#### GOAL:
Rewrite the part of the entries below that opens with the line containing "segment protective trousers, all instances" and runs through the end of the entries as a Markdown table, skipping blank lines. Use the columns Row number and Line text.

#### RECORD EXTRACTS:
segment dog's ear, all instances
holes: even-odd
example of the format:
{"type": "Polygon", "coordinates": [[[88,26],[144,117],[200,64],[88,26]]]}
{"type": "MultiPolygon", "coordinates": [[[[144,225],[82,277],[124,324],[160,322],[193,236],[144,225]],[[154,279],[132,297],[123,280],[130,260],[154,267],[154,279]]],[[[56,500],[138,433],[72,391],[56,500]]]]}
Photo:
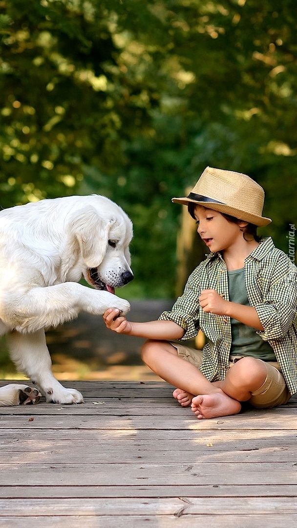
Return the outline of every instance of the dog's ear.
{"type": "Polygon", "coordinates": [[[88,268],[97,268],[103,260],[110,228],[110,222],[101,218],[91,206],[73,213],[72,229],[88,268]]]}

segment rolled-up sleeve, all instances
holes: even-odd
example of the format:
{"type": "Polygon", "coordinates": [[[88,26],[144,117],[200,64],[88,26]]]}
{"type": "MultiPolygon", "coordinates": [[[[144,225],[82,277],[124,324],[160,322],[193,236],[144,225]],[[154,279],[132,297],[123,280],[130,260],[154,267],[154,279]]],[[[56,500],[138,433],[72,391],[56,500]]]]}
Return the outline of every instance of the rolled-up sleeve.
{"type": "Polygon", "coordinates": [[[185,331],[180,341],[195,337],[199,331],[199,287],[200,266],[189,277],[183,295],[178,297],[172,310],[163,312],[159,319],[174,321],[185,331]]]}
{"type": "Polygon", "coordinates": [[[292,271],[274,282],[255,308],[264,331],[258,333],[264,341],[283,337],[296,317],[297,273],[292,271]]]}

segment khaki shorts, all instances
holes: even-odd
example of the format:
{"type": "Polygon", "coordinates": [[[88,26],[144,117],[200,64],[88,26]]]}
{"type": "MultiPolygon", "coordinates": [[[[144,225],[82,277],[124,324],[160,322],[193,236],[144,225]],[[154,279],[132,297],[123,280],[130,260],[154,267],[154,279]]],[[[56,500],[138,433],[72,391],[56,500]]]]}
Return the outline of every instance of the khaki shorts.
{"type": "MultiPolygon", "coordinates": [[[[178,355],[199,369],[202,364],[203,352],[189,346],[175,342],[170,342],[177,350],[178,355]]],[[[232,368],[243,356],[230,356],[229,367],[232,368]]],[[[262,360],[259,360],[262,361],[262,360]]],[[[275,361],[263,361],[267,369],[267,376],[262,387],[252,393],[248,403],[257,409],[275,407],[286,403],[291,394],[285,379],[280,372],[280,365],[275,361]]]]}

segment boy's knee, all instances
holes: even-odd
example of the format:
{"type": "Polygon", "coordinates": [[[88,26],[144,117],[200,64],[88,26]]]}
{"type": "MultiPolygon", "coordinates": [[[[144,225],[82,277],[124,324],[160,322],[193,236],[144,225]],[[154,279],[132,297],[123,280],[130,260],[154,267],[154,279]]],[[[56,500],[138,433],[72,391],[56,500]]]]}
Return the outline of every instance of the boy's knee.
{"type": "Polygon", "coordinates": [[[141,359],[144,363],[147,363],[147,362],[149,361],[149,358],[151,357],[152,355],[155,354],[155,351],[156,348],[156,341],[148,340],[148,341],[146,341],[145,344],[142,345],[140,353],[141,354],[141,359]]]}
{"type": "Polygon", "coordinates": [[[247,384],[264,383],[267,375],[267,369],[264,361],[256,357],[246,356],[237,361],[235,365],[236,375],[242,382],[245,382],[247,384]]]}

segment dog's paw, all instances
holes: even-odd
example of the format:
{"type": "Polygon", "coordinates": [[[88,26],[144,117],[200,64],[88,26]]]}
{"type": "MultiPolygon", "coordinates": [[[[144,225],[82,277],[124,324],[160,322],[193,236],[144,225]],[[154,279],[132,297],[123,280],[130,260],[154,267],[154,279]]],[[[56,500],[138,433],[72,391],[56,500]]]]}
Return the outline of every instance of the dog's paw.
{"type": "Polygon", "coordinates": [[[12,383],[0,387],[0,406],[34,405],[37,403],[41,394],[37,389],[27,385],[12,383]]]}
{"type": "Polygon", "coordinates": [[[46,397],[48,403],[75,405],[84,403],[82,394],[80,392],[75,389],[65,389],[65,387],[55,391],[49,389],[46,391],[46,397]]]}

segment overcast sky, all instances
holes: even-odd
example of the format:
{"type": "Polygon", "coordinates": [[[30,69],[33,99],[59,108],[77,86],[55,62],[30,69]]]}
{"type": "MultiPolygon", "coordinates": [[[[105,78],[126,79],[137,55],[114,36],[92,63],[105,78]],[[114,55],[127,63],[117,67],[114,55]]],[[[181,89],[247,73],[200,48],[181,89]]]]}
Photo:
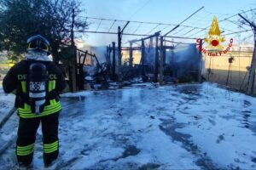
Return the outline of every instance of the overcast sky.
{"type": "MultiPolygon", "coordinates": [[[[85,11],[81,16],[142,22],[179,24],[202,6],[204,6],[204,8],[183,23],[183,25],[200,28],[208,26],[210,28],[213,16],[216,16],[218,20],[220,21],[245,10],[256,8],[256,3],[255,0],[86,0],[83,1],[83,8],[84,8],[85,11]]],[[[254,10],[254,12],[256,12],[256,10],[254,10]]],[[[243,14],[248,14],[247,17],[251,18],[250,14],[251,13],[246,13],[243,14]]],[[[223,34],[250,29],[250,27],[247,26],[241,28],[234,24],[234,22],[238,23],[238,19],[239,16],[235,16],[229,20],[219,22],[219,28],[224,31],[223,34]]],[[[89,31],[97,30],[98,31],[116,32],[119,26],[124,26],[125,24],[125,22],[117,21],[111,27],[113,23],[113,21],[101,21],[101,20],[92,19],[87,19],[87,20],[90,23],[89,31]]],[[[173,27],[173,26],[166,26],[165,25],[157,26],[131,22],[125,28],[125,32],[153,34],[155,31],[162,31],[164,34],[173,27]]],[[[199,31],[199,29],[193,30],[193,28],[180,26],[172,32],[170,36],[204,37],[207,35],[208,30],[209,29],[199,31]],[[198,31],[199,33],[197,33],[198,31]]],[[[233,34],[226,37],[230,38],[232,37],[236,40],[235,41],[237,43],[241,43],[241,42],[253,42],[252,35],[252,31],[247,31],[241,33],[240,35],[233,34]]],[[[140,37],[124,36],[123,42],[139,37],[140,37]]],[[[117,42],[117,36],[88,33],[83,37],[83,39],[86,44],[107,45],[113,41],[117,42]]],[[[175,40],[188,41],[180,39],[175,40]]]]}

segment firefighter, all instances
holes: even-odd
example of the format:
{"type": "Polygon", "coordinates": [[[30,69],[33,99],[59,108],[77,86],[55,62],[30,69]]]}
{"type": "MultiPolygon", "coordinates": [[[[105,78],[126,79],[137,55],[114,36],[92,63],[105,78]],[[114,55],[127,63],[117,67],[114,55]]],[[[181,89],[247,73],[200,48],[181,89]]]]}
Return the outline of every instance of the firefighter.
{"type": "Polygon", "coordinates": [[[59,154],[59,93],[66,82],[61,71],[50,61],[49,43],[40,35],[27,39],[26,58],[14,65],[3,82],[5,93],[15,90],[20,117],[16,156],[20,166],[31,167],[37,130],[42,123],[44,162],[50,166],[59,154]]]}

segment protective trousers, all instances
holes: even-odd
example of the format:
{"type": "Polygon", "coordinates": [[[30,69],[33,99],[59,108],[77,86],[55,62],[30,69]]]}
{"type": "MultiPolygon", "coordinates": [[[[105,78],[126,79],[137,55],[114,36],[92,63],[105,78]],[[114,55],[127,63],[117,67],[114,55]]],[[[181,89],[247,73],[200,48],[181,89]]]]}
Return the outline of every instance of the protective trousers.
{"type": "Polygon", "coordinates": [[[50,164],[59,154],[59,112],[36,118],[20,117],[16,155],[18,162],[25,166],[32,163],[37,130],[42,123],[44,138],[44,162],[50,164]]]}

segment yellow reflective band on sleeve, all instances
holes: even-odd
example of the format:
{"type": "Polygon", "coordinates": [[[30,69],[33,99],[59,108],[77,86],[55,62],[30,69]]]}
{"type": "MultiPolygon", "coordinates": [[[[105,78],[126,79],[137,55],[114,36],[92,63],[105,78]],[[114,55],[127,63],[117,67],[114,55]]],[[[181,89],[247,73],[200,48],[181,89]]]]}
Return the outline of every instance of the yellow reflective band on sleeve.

#### ANSWER TO THIS PROBLEM:
| Row number | Line text |
|---|---|
| 1 | segment protective trousers, all instances |
| 2 | holes: even-odd |
| 3 | example of the format: |
| 4 | {"type": "Polygon", "coordinates": [[[30,69],[33,99],[59,108],[77,86],[55,62],[30,69]]]} |
| 5 | {"type": "MultiPolygon", "coordinates": [[[[105,78],[126,79],[137,55],[114,36],[92,63],[105,78]],[[114,55],[127,63],[117,67],[114,55]]],[[[181,89],[247,73],[200,48],[181,89]]]]} |
| 6 | Return the outline of every instance of the protective trousers. |
| 7 | {"type": "Polygon", "coordinates": [[[50,164],[59,154],[59,112],[36,118],[20,117],[16,155],[18,162],[25,166],[32,163],[37,130],[42,123],[44,138],[44,162],[50,164]]]} |
| 8 | segment yellow reflective band on sleeve, all instances |
| 9 | holes: even-odd |
| 10 | example of the format: |
| 11 | {"type": "Polygon", "coordinates": [[[30,69],[33,99],[59,108],[77,86],[55,62],[30,69]]]} |
| 12 | {"type": "MultiPolygon", "coordinates": [[[[105,78],[126,79],[137,55],[114,36],[92,63],[105,78]],[[114,55],[127,63],[117,67],[114,55]]],[[[181,89],[247,73],[200,48],[181,89]]]]} |
| 13 | Return the outline of every instance of the yellow reflective band on sleeve. |